+++ DATA LISTING

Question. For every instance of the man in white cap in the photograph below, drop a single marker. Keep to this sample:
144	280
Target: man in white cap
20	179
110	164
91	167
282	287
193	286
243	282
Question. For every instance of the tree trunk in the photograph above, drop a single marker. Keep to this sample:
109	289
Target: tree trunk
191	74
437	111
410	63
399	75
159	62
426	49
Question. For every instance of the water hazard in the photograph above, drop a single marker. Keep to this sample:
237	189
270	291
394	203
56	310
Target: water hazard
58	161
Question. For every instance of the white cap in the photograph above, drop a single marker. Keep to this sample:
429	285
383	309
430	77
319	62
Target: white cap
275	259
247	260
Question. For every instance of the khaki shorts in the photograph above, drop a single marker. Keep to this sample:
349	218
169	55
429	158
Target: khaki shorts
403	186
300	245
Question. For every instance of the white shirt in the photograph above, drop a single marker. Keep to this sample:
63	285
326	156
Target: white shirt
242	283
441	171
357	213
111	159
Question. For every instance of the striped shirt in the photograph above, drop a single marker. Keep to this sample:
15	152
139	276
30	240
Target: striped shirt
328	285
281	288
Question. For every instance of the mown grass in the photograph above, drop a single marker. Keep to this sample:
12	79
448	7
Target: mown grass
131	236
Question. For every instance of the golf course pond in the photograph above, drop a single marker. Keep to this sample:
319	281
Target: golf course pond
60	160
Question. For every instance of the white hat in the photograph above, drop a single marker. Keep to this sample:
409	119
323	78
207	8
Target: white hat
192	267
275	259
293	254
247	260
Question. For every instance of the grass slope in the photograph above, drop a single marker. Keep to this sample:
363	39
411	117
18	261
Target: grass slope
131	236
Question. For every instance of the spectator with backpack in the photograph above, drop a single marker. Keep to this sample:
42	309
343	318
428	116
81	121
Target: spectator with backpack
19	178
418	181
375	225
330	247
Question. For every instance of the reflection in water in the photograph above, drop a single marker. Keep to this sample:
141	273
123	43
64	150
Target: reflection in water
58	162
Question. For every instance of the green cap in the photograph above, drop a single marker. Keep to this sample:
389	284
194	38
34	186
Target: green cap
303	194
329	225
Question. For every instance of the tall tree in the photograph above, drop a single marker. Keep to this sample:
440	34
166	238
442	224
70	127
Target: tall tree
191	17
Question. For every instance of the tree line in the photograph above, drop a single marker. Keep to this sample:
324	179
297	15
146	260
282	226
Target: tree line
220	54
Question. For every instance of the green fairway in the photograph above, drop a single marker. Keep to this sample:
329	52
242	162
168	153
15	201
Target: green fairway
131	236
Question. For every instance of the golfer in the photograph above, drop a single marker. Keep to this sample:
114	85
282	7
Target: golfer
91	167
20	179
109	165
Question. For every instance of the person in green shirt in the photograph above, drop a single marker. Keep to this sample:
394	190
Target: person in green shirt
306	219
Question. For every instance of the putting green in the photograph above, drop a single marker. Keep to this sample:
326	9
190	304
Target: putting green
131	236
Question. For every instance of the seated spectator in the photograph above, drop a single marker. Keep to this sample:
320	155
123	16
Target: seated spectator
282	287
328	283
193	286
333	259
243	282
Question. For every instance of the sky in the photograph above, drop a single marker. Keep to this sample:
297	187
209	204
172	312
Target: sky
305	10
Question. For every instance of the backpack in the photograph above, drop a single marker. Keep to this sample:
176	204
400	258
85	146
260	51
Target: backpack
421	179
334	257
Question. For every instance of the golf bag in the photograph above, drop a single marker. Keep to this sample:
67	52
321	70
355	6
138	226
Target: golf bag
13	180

++++++

TASK TO CARRY OUT
Retype the data exactly as it reads.

ANSWER SECTION
Question. For every instance of the man in white cap in the photograph below, drop a single marker. Keep to this sample:
144	280
Target: man in white cap
20	179
110	164
91	167
282	287
193	286
243	282
Question. For every instance of the tree trunk in the photograph above, drop a single marker. Keep to this sample:
109	289
Target: tree trunk
191	74
437	111
410	63
399	75
159	62
426	49
Question. For every instance of the water hazard in the photograph above, drop a single marker. Keep to this sample:
237	189
270	291
394	203
56	310
Target: water hazard
58	161
Question. For every instance of the white cap in the photograph above, drop a single marker. Keep to this sample:
429	285
383	309
430	77
319	62
Target: white cap
275	259
247	260
Question. For every instance of the khaki shorts in the photograph above, drop a single marker. Keep to this sample:
349	218
169	55
429	158
Target: khaki shorts
403	186
300	245
Question. For every instance of the white shirt in the photograph above, drop a single marker. Keep to this sample:
63	285
326	156
Target: white shirt
242	283
441	171
357	213
111	159
Question. For every instance of the striped shirt in the photograph above, drop a single marker. Keep to this sample:
15	152
139	276
30	240
Target: striped shirt
328	285
281	288
Question. For every instance of the mown grass in the photograph above, drop a single marker. Keep to this sample:
12	79
448	7
Target: mown grass
131	236
Question. For every instance of the golf course pond in the photograph above, drop a single marker. Keep to this sample:
319	281
Target: golf course pond
60	160
Question. For every instance of the white hat in the photograph above, drop a single marker. Keep to this sample:
409	119
323	78
207	8
Target: white hat
192	267
275	259
293	254
247	260
Question. For every instance of the grass slope in the photograph above, drop a single marker. Keep to this sample:
363	39
411	117
18	261
Target: grass slope
131	236
Question. For every instance of the spectator with backpack in the photograph above, drop a single marker. Keep to this sample:
42	309
343	318
428	116
81	121
Target: spectator with backpack
19	178
418	181
375	225
330	247
Question. For every instance of the reflection in water in the photograph above, drop a single marker. Keep to this sample:
141	273
123	43
64	150
Target: reflection in water
58	162
Question. For every instance of the green cap in the photograph above, drop a single marker. Keep to this sample:
389	284
194	38
34	186
Target: green cap
303	194
329	225
Question. For every instance of the tall tree in the photograph above, drop a single marker. Keep to this sample:
440	34
166	238
442	224
70	127
Target: tall tree
191	17
Question. For every instance of the tree line in the photograph above, drop a single marker. Keep to this sample:
324	179
297	15
146	260
282	226
Target: tree line
220	54
Question. For every instance of the green fairway in the photograph above, drop a single marker. Keep to this sample:
329	52
242	162
168	153
15	201
Target: green fairway
131	236
Question. For every instance of the golfer in the photograph above, drop a single marker. Keep to this sample:
114	85
282	7
Target: golfer
91	167
20	179
109	165
Question. For every instance of the person in green shirt in the photograph above, drop a single marker. Keep to this sample:
394	190
Target: person in green shirt
306	219
Question. For every instance of the putting green in the photograph above, drop a single marker. Keep to this sample:
326	9
190	304
Target: putting green
131	236
Question. For every instance of the seated spectator in the photograph above, drop a single marker. Keep to this sample:
320	155
123	16
Target: seated spectator
282	287
328	283
193	286
333	259
243	282
Question. For every instance of the sky in the photograph above, drop a single marker. Keep to this sample:
297	187
209	204
172	312
Target: sky
305	10
Question. For every instance of the backpack in the photograph above, drop a single marker. Keep to this sample:
176	204
400	258
85	146
260	51
Target: backpack
421	179
334	257
Question. For every instance of the golf bag in the photograph above, drop a single marker. Keep to this sample:
67	52
321	70
355	6
138	226
Target: golf bag
13	180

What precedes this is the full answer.